Segment Start: Provided entries

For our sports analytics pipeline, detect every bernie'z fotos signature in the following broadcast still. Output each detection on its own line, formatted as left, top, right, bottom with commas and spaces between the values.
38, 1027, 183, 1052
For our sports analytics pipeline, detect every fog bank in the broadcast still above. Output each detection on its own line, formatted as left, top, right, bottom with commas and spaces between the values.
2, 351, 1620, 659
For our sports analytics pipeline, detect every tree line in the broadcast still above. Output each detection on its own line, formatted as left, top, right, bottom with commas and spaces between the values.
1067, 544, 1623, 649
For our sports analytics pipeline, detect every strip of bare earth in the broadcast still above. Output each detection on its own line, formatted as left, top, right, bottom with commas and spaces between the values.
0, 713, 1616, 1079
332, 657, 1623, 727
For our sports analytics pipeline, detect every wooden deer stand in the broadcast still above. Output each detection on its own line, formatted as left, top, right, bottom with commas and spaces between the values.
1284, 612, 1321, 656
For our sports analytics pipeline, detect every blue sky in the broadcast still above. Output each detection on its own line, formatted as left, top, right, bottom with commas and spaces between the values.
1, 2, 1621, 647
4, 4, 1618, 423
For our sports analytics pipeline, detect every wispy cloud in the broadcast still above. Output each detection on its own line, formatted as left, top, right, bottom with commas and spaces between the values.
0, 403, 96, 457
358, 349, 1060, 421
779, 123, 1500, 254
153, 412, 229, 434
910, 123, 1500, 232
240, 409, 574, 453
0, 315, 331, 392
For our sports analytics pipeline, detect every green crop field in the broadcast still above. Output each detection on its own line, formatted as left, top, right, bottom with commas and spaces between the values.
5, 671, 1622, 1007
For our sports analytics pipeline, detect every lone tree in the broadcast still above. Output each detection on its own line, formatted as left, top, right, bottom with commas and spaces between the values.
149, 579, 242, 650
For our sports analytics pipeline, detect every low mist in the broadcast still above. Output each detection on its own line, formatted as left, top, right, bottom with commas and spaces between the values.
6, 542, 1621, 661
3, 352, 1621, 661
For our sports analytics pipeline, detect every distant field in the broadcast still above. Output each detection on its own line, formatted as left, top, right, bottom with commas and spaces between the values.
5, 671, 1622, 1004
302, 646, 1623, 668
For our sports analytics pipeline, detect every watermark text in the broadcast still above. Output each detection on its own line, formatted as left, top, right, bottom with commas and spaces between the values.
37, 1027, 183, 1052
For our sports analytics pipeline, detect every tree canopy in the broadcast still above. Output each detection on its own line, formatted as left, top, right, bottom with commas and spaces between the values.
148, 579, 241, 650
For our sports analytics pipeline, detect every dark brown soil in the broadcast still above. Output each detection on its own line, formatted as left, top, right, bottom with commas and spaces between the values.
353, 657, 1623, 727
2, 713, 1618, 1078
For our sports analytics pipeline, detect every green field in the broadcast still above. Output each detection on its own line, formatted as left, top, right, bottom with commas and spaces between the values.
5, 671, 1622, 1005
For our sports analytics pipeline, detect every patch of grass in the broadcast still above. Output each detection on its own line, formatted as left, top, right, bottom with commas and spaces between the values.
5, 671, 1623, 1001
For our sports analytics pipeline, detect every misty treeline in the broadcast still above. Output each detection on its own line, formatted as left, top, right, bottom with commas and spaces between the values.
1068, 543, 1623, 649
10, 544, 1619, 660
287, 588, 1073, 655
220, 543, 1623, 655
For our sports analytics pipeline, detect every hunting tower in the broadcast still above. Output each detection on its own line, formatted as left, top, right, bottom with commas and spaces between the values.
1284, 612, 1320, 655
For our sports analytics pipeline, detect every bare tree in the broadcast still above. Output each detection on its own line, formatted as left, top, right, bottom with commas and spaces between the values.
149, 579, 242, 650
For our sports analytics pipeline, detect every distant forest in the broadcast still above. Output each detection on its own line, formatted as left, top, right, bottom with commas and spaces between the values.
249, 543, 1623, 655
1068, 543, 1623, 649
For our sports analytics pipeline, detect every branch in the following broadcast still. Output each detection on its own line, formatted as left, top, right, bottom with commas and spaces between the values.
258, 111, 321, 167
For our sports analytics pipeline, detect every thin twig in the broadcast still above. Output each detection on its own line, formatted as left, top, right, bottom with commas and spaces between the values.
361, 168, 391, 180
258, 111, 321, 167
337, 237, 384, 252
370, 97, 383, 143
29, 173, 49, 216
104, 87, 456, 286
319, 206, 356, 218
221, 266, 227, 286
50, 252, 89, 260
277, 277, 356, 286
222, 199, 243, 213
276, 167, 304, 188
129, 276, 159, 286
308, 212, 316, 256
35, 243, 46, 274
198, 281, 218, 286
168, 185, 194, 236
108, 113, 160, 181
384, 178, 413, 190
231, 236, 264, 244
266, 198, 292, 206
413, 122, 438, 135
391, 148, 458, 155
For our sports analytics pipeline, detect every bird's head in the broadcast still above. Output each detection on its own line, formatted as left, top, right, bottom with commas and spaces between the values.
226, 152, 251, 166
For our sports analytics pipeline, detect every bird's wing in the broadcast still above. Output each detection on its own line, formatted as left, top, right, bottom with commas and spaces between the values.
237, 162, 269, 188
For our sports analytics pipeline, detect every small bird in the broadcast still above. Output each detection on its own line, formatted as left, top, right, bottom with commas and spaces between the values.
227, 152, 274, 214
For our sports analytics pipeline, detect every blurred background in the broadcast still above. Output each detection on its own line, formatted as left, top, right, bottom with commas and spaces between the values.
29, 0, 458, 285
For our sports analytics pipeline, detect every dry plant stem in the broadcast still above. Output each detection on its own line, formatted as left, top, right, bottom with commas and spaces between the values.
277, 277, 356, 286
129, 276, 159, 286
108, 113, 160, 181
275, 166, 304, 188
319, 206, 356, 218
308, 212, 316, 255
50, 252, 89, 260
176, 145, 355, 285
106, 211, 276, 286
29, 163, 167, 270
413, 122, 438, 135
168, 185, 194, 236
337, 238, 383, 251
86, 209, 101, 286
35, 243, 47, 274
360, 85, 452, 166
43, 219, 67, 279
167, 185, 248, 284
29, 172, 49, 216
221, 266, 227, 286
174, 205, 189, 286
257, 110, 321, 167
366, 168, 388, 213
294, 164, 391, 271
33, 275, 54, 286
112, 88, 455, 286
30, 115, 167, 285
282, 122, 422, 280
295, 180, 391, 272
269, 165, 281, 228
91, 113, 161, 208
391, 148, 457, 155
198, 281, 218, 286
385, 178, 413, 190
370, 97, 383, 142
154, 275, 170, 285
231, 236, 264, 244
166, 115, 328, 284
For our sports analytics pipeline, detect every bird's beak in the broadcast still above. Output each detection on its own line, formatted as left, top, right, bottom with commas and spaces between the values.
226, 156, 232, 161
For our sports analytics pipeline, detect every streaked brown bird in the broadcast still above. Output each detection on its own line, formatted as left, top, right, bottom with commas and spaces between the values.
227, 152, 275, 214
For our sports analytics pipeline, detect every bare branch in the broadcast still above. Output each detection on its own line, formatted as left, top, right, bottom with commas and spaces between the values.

Segment End: Provided entries

The entries above must be repeated word for word.

For our sports analytics pipeline, detect every bernie'z fotos signature in the following broadcast still. Output each detection on its own line, formatted as left, top, right, bottom with commas and spaces between the values.
38, 1027, 183, 1052
For our sports analytics pipeline, detect every fog bank in the broadcast still above. Output each detection on its own line, formatted as left, top, right, bottom with commas and spaces between the values.
2, 351, 1620, 659
For our sports analytics pipeline, detect every tree line in the broadcast still above. Output each detection on its own line, formatted as left, top, right, bottom with commas and spaces between the values.
1067, 544, 1623, 649
For our sports analytics pipeline, detect every strip of bare earth in the broadcast still above. Output each detection on its own line, formatted as left, top, right, bottom with commas and spaces between the values.
0, 713, 1616, 1079
332, 657, 1623, 727
For our sports analytics pipeline, detect every wooden deer stand in the broadcast still above. Output each detection on its own line, formatted as left, top, right, bottom with commas and spaces between the values.
1284, 612, 1321, 656
For our sports analytics pipeline, detect every blue sky in the broadcast still above. Output each detection on its own line, formatted as left, top, right, bottom with commas and spaces between the values.
1, 2, 1621, 647
4, 4, 1618, 423
For our sports analytics pipeline, detect every wispy cloud in the broadcast still above. Output each detection on its own line, formatted as left, top, right, bottom with commas and spaces between the values.
0, 403, 96, 457
358, 349, 1060, 421
779, 123, 1500, 254
153, 412, 229, 434
910, 123, 1500, 232
240, 409, 574, 453
0, 315, 331, 392
For our sports analytics pipeline, detect every green crop field in the broadcast still above. Output each detection on its own line, formatted as left, top, right, bottom with commas and spaces between the values.
5, 671, 1622, 1007
For our sports analytics pipeline, detect every lone tree in the broadcast still above. Output each detection on its own line, formatted as left, top, right, bottom with commas and spaces between the values.
149, 579, 242, 650
For our sports analytics pipeline, detect every low mist in the broadcast still above. Output each detection on its own line, formatted as left, top, right, bottom with commas and spaces between the values.
6, 542, 1621, 661
3, 352, 1621, 661
For our sports analytics pipeline, detect every distant field in the broadcast still above. Output each detection on its own line, formatted as left, top, right, bottom with commas and spaces between the values.
5, 671, 1622, 1004
302, 646, 1623, 668
For our sports analytics pipeline, detect every watermark text in the broadcast still above. Output each detection on its own line, formatted as left, top, right, bottom with commas and spaces between the values.
37, 1027, 183, 1052
For our sports analytics pipeline, detect every tree canopy in the broadcast still above. Output each detection on its own line, formatted as left, top, right, bottom with commas and spaces between the values.
148, 579, 241, 650
For our sports analytics pipeline, detect every dark brown soil in the broadcast still above. Output each detection on its own line, formatted as left, top, right, bottom with commas and spaces between the values.
353, 657, 1623, 727
2, 713, 1618, 1078
For our sports analytics pipeline, detect every green field in the broadcast still above. Output each detection on its own line, formatted as left, top, right, bottom with commas and spaces between the values.
5, 671, 1622, 1005
For our sports analytics pipeline, detect every patch of grass in the broadcast still above. Output each detection on its own line, formatted as left, top, right, bottom with commas and spaces between the values.
5, 671, 1623, 1001
For our sports analytics pipeline, detect every misty treeline in the broadcast still above. Output each detection on its own line, formatted as left, top, right, bottom with commas and spaces between the values.
1068, 543, 1623, 649
10, 544, 1619, 660
287, 588, 1073, 655
220, 543, 1623, 655
For our sports analytics pipeline, detect every hunting tower in the broadcast still above. Output each detection on its own line, formatted as left, top, right, bottom with commas and spaces between the values.
1284, 612, 1320, 655
For our sports analytics pipeline, detect every bare tree in the broadcast still above. Output each detection on its own line, formatted as left, top, right, bottom with commas and spaces between the values.
149, 579, 242, 650
For our sports analytics pipeline, detect every distant forest in the broadcast still above. Output each detection on its own line, formatted as left, top, right, bottom with commas and spaces between the values.
249, 543, 1623, 655
1068, 543, 1623, 649
For our sports analytics pipeline, detect every branch in the following broadcast still. Output each detection on its own line, formatted as left, top, right, bottom with commas and spaces between the values.
258, 111, 321, 167
For our sports analytics pipeline, detect every thin twig in the broadcast still above. Output each detection on its own line, formatted as left, top, right, bottom with commas and spaces between the values.
361, 168, 391, 180
258, 111, 321, 167
337, 237, 384, 252
370, 97, 383, 143
29, 173, 49, 216
104, 87, 456, 286
319, 206, 356, 218
221, 266, 227, 286
50, 252, 89, 260
277, 277, 356, 286
222, 199, 243, 213
276, 167, 304, 188
129, 276, 159, 286
308, 212, 316, 256
35, 243, 46, 274
198, 281, 218, 286
168, 185, 194, 236
108, 113, 160, 181
384, 178, 413, 190
231, 236, 264, 244
266, 198, 292, 206
413, 122, 438, 135
391, 148, 458, 155
For our sports analytics pipeline, detect every bird's head in the broadcast still above. Output each detection on its own line, formatted as left, top, right, bottom with commas and spaces between the values.
226, 152, 251, 166
For our sports analytics pipeline, detect every bird's wing in the broadcast still above. Output each detection on its own line, formatted as left, top, right, bottom with commas and spaces between the values.
237, 162, 269, 188
For our sports analytics pipeline, detect every small bird in the broadcast still above. Output each detection on its own line, formatted as left, top, right, bottom with commas and spaces between the values.
227, 152, 274, 214
For our sports analytics pipeline, detect every blurred background in the broadcast still above. Output each detection on its own line, formatted as left, top, right, bottom with commas and spaces between the values.
29, 0, 458, 285
For our sports analytics pipeline, detect every dry plant stem in the broadcast still above. Output each detection on its own line, formatted as left, top, right, bottom with commas and spaces between the values.
277, 277, 356, 286
129, 276, 159, 286
108, 113, 160, 181
275, 166, 304, 188
319, 206, 356, 218
308, 212, 316, 255
50, 252, 89, 260
176, 145, 355, 285
106, 211, 276, 286
29, 163, 167, 270
413, 122, 438, 135
168, 185, 194, 236
337, 238, 383, 251
86, 209, 101, 286
35, 243, 47, 274
360, 85, 452, 166
43, 219, 67, 279
167, 185, 248, 284
29, 172, 49, 216
221, 266, 227, 286
174, 205, 189, 286
257, 110, 321, 167
366, 168, 388, 213
294, 164, 391, 271
33, 275, 54, 286
112, 88, 455, 286
30, 115, 167, 285
282, 122, 422, 280
295, 180, 391, 272
269, 165, 281, 228
91, 113, 161, 208
391, 148, 457, 155
198, 281, 218, 286
385, 178, 413, 190
370, 97, 383, 142
154, 275, 170, 285
231, 236, 264, 244
166, 115, 328, 284
For our sports analytics pipeline, detect every bird's beak in the broadcast still above. Output each detection on its own line, formatted as left, top, right, bottom with commas and spaces between the values.
226, 156, 232, 161
For our sports analytics pipeline, detect every streaked brown bird in the broadcast still above. Output each detection on its own line, formatted as left, top, right, bottom with commas and spaces between the values.
227, 152, 275, 214
For our sports analytics pipeline, detect every bare branch in the broadcast still above. Output each detection on its own line, formatted as left, top, right, bottom with commas and spaces between the values.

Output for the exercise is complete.